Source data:
▼
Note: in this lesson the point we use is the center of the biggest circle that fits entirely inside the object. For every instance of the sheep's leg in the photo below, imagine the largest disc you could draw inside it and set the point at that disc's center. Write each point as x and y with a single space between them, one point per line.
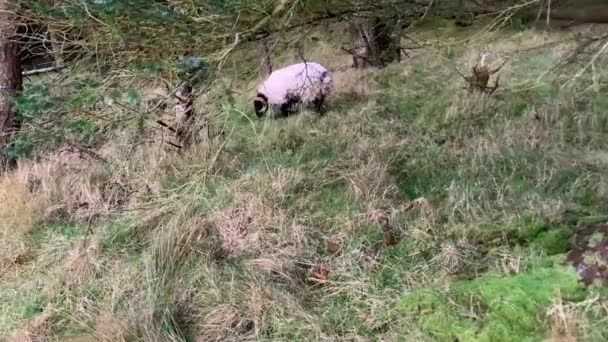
318 104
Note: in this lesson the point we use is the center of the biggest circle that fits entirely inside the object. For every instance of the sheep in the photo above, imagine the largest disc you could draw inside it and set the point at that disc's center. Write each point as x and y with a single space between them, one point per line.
296 85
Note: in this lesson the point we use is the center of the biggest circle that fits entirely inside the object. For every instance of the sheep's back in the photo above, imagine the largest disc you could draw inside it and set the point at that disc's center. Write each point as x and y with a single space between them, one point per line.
302 79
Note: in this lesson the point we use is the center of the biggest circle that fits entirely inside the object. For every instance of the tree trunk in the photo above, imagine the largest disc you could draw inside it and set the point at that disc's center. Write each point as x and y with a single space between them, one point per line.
10 78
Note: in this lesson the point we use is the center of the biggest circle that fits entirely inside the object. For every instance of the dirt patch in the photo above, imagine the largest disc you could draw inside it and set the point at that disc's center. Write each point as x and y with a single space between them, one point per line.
590 254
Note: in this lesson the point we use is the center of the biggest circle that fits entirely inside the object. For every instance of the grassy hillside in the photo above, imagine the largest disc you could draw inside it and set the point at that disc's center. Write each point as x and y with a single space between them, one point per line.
275 230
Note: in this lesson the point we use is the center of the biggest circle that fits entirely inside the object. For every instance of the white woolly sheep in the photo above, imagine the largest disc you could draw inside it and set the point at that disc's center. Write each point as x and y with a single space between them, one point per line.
301 84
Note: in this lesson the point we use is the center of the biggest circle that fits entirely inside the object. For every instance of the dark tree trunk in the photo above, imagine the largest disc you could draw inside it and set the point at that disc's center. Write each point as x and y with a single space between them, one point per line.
10 78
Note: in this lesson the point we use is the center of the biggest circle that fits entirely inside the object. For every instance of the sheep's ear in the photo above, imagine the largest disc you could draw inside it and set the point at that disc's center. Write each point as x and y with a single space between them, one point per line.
260 105
266 67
▲
*Instructions for the task*. Set down the records precisely as they appear. Any picture stays out.

*Solution for this task*.
Note: in this lesson the point we use is the center of the biggest circle that fits entirely inside the object. For every instance of the sheep's leg in the photo below, imagine the largest disc you could draw inside it and set the point at that disc's center. Write each point as x and y with a single space between them, one point per line.
318 104
Note: in this lesson the point we use is the center of the biggest circle that fits entirely inside the object. For every instance of the sheep in the photo above, imagine the largest disc you could draw inside it and set the point at that disc's center. Write each point as x and y with a single space between them, one point per line.
296 85
Note: in this lesson the point we use is the center of the biggest circle that fits entirely inside the object. For every instance of the sheep's back in the photo above, imagine the largest disc you could draw inside it and set the point at that disc's center. Write each point as x and y with a single space between them, one point per line.
302 79
Note: in this lesson the point we use is the center of the biggest circle that fits entirely inside the object. For every instance of the tree trunk in the photo above, imagine the largest disc you could draw inside it and set the point at that disc's center. Write each point as x and y with a single space between them, one point per line.
10 78
Note: in this lesson the point we use is the center of the biggest circle that fits entirely inside the object. For every instance of the dirt patch in the photo above, imagine the largest disc you could draw inside it and set the point at that disc's center. Write each point as x and y with a single space between them, one point per line.
590 254
Note: in this lesson the point we use is the center of the biggest circle that fits entirely inside the object. For every instance of the grassy hillside in the photo above, imagine the largest disc you could draw inside it and set the point at that disc's center. Write each point as x and y with a single space between them, one point per line.
275 230
Note: in this lesson the point we use is the center of the biggest circle that fits entirely inside the object. For every instance of the white woolly sheep in the photo above, imagine the largest disc you could draw inside it and set the point at that disc's center. Write each point as x and y with a single space between them, one point per line.
301 84
Note: in this lesson the point we use is the center of the biggest circle that fits entirely inside the object. For every instance of the dark tree trunk in the photo above, imagine the largest disc you could draw inside it and set the point at that disc's center. Write each point as x and y with a single space between them, one point per line.
10 78
Note: in this lesson the point we use is the center of the biggest circle that fits entirely inside the object. For every instance of the sheep's ear in the photo above, imagine the largest disc you could draw inside it and set the point at that disc's center. Write each point as x and y with a single space between them, one point per line.
260 105
266 67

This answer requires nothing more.